• **PROBLEM DETAILS**: Lay out the lines of the items below as a numbered list, skipping any blank lines.

Items from a dataset:

■ ■ ■

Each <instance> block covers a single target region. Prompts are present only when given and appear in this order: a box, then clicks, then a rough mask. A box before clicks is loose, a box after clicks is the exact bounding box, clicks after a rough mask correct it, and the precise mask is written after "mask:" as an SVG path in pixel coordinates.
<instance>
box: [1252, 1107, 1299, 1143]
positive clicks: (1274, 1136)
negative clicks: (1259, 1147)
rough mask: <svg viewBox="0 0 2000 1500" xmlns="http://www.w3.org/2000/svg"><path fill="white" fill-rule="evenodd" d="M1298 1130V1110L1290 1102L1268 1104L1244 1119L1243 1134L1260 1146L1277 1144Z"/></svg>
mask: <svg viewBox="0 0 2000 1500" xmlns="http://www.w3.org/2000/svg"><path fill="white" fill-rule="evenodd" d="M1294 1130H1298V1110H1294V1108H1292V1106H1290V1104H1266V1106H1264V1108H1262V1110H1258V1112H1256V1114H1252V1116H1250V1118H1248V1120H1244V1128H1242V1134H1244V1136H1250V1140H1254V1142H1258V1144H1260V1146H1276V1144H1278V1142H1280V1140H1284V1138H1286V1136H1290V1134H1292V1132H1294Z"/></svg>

■ ■ ■

• **REPLY TO THE EXERCISE**:
1. Each <instance> block covers a single target region. Prompts are present only when given and appear in this order: a box, then clicks, then a rough mask. A box before clicks is loose, a box after clicks is the exact bounding box, clicks after a rough mask correct it, and the precise mask is written after "mask:" as an SVG path in pixel coordinates.
2. <instance>
3. box: [1252, 1107, 1299, 1143]
4. positive clicks: (1274, 1136)
5. negative clicks: (1259, 1147)
6. rough mask: <svg viewBox="0 0 2000 1500" xmlns="http://www.w3.org/2000/svg"><path fill="white" fill-rule="evenodd" d="M1298 1130V1110L1290 1102L1268 1104L1244 1119L1243 1134L1260 1146L1277 1144Z"/></svg>
7. mask: <svg viewBox="0 0 2000 1500" xmlns="http://www.w3.org/2000/svg"><path fill="white" fill-rule="evenodd" d="M1294 1130H1298V1110H1294V1108H1292V1106H1290V1104H1266V1106H1264V1108H1262V1110H1258V1112H1256V1114H1252V1116H1250V1118H1248V1120H1244V1128H1242V1134H1244V1136H1250V1140H1254V1142H1258V1144H1260V1146H1276V1144H1278V1142H1280V1140H1284V1138H1286V1136H1290V1134H1292V1132H1294Z"/></svg>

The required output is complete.